» **EXTRAIT DU TEXTE**
_ _ _ _ _
Néoconservateurs, néofondamentalistes, néostaliniens, les capitaines néos ont le vent en poupe
Surgies tout armées des décombres de l’Etat-providence occidental, du communisme bureaucratique et autoritaire comme des révolutions tiers-mondistes confisquées par des juntes militaro-affairistes, des idéologies pas vraiment fraîches et pour la plupart franchement faisandées envahissent tout le champ politique, séniles discours radotants, antiques croyances rhabillés de clinquant grâce au magique préfixe néo.
La langue n’est jamais innocente, aussi n’est-ce pas sans perverse
intention que dans la bouche des prescripteurs de pensée elle désigne
comme nouveauté, utilisant ce que celle-ci a de séduisant, spécialement
pour les jeunes gens, les recettes les plus rances : les
néoconservateurs américains, inspirés par le philosophe passéiste Léo
Strauss et le très approximatif essayiste Francis Fukuyama qui
prophétisait la « fin de l’Histoire » dans un ouvrage aussi fameux que
fumeux ne sont que de bons vieux réactionnaires christiano-intégristes,
ultrasionistes et philistins, cocktail ébouriffant qui n’a pourtant
rien d’improbable au pays où l’on ne lit souvent que la Bible en
prenant ses légendes, allégories, paraboles et symboles au pied de la
lettre.
_ _ _ _ _
» **ENREGISTREMENTS CONSERVÉS**
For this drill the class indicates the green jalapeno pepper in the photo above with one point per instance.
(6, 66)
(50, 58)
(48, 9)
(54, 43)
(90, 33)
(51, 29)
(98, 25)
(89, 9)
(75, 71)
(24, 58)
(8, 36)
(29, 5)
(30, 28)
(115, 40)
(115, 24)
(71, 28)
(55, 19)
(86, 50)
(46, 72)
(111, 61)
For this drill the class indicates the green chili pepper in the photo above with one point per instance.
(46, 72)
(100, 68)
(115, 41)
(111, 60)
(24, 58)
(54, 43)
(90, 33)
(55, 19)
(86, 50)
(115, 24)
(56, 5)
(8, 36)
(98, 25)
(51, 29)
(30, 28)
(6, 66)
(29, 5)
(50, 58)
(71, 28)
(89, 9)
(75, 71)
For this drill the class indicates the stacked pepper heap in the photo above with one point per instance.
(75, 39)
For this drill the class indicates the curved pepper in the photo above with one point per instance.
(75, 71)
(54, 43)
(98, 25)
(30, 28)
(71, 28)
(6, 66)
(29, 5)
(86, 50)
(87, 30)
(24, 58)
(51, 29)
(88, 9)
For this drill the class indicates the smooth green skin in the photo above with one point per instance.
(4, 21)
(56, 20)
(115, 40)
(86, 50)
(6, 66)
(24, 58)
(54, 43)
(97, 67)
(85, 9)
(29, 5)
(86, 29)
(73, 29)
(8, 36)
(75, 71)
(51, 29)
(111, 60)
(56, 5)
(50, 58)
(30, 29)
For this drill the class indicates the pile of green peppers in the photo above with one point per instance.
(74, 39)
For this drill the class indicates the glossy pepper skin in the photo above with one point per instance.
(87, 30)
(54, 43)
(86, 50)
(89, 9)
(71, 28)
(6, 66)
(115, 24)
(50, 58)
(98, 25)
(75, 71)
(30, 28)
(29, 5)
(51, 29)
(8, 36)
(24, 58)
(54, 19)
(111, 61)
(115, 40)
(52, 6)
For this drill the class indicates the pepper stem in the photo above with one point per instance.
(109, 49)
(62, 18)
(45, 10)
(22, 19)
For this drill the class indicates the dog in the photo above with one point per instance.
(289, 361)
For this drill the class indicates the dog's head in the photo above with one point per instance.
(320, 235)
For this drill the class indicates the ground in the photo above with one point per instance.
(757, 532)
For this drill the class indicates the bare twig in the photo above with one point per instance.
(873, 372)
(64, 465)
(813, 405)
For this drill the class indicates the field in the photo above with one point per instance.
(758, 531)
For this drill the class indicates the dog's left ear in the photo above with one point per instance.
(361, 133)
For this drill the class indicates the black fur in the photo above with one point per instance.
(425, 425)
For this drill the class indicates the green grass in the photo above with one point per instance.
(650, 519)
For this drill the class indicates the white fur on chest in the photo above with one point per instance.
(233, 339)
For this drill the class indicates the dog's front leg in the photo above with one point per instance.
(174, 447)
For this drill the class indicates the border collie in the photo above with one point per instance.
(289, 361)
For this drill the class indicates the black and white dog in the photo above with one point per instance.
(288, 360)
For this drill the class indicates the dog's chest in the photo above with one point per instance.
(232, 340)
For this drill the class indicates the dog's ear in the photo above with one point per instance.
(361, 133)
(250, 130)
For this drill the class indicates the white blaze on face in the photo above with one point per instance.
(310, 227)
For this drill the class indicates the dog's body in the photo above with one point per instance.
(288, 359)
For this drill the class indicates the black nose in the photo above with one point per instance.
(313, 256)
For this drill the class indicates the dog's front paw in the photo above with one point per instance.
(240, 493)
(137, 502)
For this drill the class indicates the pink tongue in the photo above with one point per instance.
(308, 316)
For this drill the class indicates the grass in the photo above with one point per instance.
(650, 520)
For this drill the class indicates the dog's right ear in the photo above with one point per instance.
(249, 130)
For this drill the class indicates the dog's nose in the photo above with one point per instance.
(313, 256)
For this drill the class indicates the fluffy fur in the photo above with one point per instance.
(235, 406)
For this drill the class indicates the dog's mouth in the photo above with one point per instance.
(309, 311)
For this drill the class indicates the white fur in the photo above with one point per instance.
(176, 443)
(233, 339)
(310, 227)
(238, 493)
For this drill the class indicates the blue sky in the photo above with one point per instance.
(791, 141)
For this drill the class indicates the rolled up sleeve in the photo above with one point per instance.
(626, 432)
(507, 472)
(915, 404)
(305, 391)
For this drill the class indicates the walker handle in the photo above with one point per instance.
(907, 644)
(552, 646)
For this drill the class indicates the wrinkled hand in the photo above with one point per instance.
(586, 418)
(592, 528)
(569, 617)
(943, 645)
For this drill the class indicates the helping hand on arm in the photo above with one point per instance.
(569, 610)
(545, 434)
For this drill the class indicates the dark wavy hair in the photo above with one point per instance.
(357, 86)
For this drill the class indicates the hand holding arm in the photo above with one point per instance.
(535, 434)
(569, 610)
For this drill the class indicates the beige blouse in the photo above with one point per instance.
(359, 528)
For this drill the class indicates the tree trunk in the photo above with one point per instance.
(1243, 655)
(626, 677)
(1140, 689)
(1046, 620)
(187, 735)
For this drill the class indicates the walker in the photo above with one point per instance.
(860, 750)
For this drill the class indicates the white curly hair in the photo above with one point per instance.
_ _ _ _ _
» **LES CONSIGNES**
A. Répondez à ces questions sur le texte consacré aux idéologies « néo » :
(i) De quels décombres ces idéologies ont-elles surgi ?
(ii) Quels deux auteurs inspirent les néoconservateurs américains ?
(iii) Quel est le seul livre que l'on lit souvent dans le pays des néoconservateurs ?
B. Donnez la suite du texte sur les idéologies « néo », à partir de l'endroit où il s'arrête.
Les enregistrements n'ont aucun rôle à jouer ici.

» **RÉPONSES PAR CONSIGNE**
A.
(i) Elles ont surgi des décombres de l’Etat-providence occidental, du communisme bureaucratique et autoritaire et des révolutions tiers-mondistes confisquées par des juntes militaro-affairistes.
(ii) Il s'agit du philosophe Léo Strauss et de l'essayiste Francis Fukuyama.
(iii) C'est la Bible.

B.
Leurs cousins, les néolibéraux, enfants de Friedrich Von Hayek et de
Milton Friedman (et de ses Chicago boys qui déboulaient naguère entre
les bottes des dictateurs sud-américains), eux-mêmes descendants du
père Adam Smith, sont arrivés au pouvoir, celui qui domine les bourses
et les esprits, dans les valises de Ronald Reagan et de Maggie
Thatcher, pénibles bourgeois culs-bénis et revanchards qui rêvaient
d’en découdre enfin avec le welfare state cher à un J.M Keynes qui
avait su convaincre jusqu’aux ploutocrates les plus épais qu’un minimum
de redistribution du bien-être était le meilleur garant de la paix
entre les peuples et à l’intérieur d’eux-mêmes, c’est dire si ce
mirobolant système n’est ni furieusement moderne, comme on prétend
néolibéralement que le serait l’exploitation délocalisée des masses
créatrices de richesses, ni autrement libéral que commercialement
parlant.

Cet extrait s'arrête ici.